-- Start of Page excerpt --

The paragraph of the e-mail which Colquitt sent back to Sellers but which was left
without comment states as follows:
In summarizing the Lee money issue I understand that you are borrowing
from me my part of the last shipment commission and the next shipment—
roughly $80-100,000. Then you will pay me back from money received
from the Century project or the next commissions from the next Lee payments
which ever happens first.
(Plaintiff’s Exhibit 79). The Century project referred to in the e-mail was a proposed pellet mill in
Century, Florida, which never came to fruition.

-- End of Page excerpt --

*Work instructions*
a – List every proper name that appears in the excerpt about the loan e-mail, leaving out the words of the exhibit label.
b – Pull out every line of the records that contains the word "saddle", treating uppercase and lowercase as different.
The records below bear no relation to the excerpt about the loan e-mail.

-- Start of Extracted entries --

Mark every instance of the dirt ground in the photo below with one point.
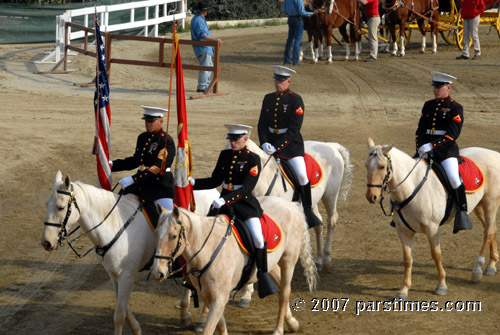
(47, 124)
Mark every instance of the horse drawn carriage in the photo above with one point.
(449, 23)
(444, 15)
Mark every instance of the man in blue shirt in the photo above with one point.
(295, 11)
(199, 32)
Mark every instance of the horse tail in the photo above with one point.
(346, 183)
(306, 258)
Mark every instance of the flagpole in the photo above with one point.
(175, 44)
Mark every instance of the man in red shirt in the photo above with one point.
(373, 17)
(471, 10)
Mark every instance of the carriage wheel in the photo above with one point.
(497, 23)
(449, 36)
(407, 35)
(460, 33)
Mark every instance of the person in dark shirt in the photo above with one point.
(440, 125)
(149, 182)
(237, 171)
(279, 126)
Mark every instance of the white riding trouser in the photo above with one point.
(299, 166)
(450, 165)
(166, 203)
(471, 29)
(255, 228)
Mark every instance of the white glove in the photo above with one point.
(218, 203)
(191, 181)
(268, 148)
(126, 182)
(427, 147)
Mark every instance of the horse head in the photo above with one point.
(170, 241)
(379, 170)
(61, 214)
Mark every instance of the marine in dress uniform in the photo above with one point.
(440, 125)
(237, 170)
(279, 126)
(148, 182)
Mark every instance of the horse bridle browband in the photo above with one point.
(63, 233)
(394, 204)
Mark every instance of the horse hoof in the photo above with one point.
(440, 290)
(489, 271)
(244, 303)
(401, 296)
(293, 325)
(186, 323)
(476, 277)
(199, 327)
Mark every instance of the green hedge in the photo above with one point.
(240, 9)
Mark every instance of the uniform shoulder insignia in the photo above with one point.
(254, 171)
(162, 153)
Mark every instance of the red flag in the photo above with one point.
(102, 115)
(183, 168)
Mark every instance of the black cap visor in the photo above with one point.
(234, 136)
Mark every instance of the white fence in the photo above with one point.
(171, 10)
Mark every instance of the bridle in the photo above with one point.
(384, 187)
(63, 233)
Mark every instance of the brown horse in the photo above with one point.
(337, 14)
(398, 12)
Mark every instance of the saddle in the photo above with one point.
(272, 235)
(314, 173)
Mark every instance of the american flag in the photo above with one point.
(102, 115)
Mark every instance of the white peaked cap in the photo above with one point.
(153, 112)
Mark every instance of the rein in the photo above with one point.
(63, 233)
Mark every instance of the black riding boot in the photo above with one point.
(311, 218)
(266, 286)
(462, 221)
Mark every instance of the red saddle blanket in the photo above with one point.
(314, 171)
(271, 231)
(471, 174)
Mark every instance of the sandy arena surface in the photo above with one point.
(346, 102)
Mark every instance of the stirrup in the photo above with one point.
(266, 286)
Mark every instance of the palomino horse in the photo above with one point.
(398, 12)
(215, 260)
(425, 199)
(336, 14)
(337, 174)
(76, 203)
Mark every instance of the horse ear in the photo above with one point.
(176, 213)
(387, 148)
(67, 182)
(159, 208)
(58, 177)
(371, 144)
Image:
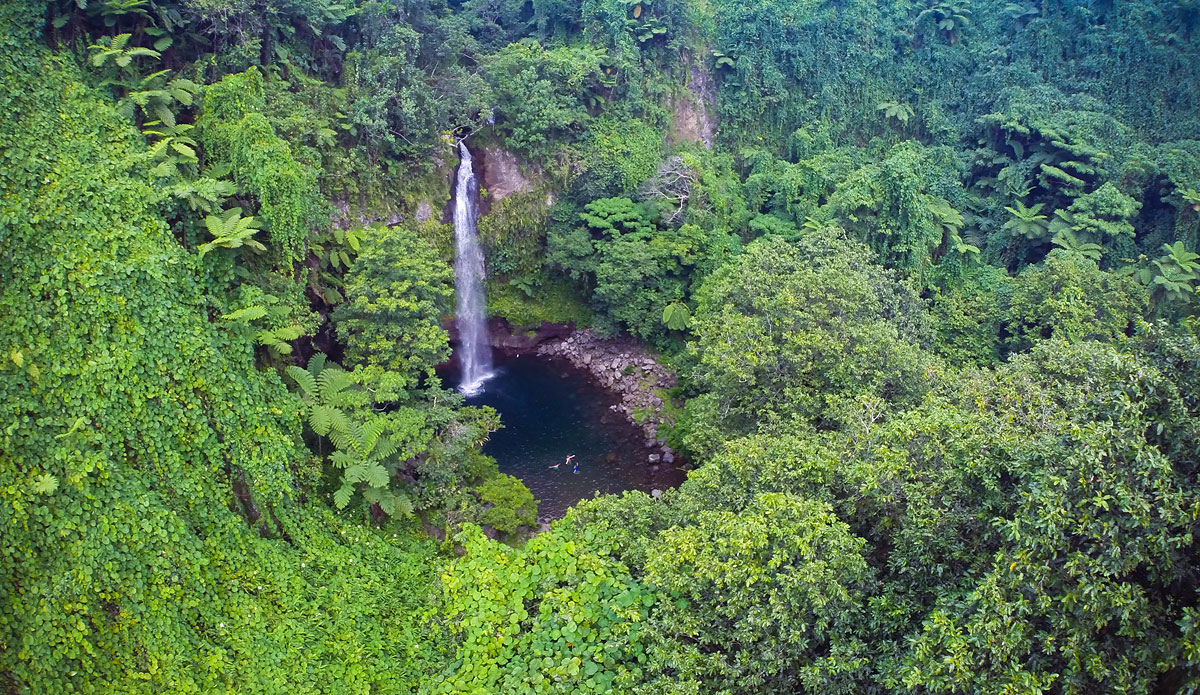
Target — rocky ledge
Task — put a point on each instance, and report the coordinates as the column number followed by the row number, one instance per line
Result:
column 628, row 370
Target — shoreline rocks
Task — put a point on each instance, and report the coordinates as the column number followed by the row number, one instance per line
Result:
column 628, row 370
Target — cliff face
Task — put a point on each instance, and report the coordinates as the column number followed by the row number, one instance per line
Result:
column 694, row 108
column 499, row 173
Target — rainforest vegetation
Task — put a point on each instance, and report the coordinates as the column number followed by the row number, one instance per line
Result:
column 927, row 271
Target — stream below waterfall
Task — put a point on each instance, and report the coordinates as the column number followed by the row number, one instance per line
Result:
column 550, row 411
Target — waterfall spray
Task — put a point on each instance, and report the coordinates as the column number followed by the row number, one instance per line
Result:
column 474, row 352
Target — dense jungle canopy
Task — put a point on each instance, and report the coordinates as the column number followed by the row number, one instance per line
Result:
column 927, row 271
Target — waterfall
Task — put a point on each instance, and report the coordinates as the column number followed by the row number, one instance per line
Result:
column 474, row 352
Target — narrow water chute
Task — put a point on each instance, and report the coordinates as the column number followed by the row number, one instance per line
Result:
column 474, row 351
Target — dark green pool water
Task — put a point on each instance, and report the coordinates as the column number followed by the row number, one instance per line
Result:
column 550, row 411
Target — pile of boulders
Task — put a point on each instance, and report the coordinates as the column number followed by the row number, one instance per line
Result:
column 627, row 369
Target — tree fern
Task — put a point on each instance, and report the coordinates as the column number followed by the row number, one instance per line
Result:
column 304, row 379
column 231, row 231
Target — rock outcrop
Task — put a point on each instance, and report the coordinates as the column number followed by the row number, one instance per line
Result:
column 694, row 109
column 629, row 370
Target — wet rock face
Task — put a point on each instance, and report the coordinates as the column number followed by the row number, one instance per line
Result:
column 625, row 367
column 501, row 174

-- End of Extracted entries --

*Complete answers*
a – Colquitt, Sellers, Lee, Century, Florida

b –
Mark every instance of the saddle in the photo above with one point.
Mark every instance of the red saddle blanket in the photo above with one point.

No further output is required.